Pull out every line of the records that contains the string "truck". Matches must have the same capitalization.

Records to process:
--- begin ---

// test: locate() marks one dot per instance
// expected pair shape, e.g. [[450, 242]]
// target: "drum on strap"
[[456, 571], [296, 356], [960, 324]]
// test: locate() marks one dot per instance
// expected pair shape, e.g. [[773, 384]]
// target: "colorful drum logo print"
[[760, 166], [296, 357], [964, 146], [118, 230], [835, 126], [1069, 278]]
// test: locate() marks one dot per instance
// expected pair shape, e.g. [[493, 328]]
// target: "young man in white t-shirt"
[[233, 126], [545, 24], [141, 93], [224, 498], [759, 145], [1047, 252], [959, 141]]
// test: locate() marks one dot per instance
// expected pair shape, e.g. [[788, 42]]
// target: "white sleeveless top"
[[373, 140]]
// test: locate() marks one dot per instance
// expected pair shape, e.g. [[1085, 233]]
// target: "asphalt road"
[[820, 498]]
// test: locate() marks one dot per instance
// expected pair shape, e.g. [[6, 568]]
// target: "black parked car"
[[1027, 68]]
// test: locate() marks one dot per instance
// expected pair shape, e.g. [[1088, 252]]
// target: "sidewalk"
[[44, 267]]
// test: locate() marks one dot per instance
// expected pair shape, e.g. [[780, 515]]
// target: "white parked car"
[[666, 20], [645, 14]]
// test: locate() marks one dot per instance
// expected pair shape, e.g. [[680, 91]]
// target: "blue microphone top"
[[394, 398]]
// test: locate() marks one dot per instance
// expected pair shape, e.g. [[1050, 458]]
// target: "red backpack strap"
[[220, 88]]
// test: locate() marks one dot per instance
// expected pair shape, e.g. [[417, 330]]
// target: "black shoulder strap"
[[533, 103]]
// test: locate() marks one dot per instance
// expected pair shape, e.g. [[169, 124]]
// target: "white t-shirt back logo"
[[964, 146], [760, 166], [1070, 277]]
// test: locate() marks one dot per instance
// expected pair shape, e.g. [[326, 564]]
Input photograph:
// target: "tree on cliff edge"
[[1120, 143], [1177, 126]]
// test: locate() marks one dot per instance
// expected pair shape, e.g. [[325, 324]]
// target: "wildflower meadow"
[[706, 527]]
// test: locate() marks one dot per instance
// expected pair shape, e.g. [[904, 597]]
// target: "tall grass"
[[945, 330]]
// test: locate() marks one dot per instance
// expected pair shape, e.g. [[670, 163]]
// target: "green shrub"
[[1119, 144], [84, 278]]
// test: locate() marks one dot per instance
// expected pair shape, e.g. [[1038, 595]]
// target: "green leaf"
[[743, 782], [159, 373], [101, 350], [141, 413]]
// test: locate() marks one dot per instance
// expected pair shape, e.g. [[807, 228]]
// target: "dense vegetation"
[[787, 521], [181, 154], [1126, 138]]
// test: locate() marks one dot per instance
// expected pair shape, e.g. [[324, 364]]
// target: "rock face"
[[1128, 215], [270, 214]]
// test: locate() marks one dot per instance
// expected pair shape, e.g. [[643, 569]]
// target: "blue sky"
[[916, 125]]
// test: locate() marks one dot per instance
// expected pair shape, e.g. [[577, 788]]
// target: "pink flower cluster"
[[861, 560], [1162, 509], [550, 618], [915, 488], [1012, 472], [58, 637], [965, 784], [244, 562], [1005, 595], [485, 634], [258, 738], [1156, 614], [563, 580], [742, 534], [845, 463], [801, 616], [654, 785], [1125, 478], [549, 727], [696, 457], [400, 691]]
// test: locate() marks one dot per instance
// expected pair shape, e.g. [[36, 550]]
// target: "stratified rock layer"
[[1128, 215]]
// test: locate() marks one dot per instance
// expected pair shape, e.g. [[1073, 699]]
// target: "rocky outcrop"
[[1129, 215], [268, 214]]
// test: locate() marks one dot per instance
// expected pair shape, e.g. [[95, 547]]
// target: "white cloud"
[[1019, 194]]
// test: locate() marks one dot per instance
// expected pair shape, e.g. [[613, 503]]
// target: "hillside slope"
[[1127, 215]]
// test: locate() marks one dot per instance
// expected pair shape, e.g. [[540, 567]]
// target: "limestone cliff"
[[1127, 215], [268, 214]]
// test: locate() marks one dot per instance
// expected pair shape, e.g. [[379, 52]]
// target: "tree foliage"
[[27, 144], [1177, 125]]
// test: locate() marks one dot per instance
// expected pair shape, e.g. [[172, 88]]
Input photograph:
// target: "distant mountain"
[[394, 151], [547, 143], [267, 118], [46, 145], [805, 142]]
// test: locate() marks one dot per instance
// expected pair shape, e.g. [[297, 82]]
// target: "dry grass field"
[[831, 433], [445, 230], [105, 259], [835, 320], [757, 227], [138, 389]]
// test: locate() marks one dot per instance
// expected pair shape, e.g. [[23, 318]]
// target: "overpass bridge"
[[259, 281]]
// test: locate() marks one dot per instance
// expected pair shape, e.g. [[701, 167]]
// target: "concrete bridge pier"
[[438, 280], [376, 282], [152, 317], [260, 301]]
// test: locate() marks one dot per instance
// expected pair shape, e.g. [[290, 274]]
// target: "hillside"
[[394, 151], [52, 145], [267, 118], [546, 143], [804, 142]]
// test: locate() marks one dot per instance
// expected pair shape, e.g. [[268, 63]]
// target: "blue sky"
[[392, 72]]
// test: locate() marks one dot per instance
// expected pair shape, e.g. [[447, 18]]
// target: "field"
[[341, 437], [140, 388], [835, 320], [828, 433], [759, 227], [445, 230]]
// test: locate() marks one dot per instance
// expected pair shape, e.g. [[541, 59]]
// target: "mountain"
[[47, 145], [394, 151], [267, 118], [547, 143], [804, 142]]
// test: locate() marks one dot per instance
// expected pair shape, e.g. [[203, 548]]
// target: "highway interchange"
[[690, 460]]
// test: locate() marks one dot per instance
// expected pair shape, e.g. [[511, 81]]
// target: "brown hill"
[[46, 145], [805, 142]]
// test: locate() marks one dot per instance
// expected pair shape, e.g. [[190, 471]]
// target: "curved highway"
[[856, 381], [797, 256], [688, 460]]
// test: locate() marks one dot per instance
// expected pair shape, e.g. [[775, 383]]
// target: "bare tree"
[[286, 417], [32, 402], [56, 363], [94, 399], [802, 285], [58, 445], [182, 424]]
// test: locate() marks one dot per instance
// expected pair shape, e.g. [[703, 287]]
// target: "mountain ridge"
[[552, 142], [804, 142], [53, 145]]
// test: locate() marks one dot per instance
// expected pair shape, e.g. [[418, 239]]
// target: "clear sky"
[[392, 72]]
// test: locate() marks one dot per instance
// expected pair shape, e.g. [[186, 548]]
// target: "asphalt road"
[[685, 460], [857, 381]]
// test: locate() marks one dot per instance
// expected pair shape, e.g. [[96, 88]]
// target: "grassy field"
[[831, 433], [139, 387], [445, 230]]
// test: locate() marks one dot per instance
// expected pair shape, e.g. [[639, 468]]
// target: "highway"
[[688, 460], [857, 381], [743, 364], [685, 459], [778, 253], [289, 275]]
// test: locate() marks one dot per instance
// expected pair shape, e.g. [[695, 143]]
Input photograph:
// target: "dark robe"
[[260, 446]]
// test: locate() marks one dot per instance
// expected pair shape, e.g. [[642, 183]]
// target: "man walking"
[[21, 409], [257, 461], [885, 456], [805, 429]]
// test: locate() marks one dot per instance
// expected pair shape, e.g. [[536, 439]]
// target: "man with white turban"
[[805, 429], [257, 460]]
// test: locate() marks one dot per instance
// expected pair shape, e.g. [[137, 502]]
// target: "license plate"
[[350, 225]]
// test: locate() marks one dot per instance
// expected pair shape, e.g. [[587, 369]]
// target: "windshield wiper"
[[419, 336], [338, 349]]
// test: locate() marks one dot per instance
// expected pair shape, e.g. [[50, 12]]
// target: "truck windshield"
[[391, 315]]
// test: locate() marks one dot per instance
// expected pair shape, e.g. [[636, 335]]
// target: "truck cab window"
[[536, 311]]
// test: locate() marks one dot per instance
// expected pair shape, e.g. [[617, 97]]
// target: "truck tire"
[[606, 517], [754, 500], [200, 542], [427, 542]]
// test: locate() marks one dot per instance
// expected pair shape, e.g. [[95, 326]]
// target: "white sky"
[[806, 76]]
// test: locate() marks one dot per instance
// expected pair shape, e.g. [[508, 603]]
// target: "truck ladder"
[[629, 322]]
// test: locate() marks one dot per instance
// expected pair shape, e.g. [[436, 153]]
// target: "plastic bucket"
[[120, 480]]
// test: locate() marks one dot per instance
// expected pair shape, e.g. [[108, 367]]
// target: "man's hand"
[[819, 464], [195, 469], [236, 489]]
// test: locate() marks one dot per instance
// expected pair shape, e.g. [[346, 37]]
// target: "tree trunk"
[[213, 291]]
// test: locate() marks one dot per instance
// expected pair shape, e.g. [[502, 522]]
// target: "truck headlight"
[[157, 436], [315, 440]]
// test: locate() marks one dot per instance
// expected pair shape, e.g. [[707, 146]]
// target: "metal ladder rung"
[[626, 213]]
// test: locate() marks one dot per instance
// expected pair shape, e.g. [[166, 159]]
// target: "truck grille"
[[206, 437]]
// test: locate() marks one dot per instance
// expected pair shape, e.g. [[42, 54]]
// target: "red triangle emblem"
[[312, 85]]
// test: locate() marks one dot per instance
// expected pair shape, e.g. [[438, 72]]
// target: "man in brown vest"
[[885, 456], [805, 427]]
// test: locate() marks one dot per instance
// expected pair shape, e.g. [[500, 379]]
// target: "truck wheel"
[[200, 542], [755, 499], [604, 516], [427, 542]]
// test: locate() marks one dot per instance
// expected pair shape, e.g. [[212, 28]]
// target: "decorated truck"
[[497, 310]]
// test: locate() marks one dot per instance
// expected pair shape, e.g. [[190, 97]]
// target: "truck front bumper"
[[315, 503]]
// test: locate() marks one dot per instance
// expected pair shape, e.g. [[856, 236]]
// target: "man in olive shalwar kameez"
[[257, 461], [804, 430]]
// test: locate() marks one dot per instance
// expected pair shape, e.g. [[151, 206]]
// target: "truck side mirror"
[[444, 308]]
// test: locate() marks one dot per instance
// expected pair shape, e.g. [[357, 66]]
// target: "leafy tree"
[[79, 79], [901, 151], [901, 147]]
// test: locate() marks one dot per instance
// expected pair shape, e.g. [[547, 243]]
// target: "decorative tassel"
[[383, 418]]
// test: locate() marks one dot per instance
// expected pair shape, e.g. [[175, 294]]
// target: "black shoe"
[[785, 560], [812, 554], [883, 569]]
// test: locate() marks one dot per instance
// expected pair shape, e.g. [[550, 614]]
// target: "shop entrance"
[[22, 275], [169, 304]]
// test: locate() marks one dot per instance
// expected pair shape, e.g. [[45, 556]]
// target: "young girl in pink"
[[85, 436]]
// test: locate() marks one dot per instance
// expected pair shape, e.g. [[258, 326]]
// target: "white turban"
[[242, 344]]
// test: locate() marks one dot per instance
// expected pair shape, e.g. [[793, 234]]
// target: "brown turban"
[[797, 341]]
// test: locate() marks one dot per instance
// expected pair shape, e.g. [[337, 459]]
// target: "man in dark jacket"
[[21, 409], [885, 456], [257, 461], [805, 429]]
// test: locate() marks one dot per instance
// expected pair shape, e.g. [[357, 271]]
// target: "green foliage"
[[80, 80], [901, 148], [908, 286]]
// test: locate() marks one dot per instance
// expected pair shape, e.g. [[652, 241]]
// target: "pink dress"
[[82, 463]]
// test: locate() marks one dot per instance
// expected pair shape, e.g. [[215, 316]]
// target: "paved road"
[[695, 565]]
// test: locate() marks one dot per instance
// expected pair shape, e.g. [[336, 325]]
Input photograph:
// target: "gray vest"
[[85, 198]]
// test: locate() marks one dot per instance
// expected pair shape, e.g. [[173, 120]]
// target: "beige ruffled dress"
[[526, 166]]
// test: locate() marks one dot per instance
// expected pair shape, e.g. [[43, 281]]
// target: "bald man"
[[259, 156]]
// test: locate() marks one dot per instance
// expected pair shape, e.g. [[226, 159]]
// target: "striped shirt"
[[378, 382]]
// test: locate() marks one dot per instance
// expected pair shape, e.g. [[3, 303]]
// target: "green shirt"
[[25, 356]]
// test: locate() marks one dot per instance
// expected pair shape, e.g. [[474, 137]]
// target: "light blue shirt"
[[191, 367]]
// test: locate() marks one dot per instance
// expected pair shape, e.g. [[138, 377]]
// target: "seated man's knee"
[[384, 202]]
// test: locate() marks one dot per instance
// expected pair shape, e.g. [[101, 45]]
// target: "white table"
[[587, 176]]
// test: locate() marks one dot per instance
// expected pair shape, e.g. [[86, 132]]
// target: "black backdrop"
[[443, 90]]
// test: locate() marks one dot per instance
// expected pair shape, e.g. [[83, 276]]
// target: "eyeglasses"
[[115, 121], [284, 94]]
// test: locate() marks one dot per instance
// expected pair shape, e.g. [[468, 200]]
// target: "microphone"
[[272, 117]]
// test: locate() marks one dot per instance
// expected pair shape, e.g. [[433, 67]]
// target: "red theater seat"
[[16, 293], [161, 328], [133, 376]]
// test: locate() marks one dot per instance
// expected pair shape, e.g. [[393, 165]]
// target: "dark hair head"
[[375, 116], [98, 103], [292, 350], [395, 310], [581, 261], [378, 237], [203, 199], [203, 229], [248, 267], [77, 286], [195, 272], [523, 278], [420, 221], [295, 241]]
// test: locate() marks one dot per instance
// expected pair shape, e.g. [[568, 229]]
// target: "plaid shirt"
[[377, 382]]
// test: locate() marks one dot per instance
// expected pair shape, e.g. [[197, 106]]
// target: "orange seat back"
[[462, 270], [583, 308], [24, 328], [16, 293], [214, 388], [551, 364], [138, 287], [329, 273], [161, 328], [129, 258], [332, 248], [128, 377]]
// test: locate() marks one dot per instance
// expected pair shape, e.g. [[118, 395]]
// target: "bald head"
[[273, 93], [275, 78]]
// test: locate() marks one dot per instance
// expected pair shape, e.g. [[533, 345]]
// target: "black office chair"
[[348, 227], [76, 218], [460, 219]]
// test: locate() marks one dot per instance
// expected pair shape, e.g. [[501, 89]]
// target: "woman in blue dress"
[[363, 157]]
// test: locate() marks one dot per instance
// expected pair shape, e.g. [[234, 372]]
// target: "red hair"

--- end ---

Response below:
// target: "truck windshield"
// target: "truck cab window"
// target: "truck tire"
// target: "truck ladder"
// target: "truck headlight"
// target: "truck grille"
// target: "truck wheel"
// target: "decorated truck"
// target: "truck front bumper"
// target: "truck side mirror"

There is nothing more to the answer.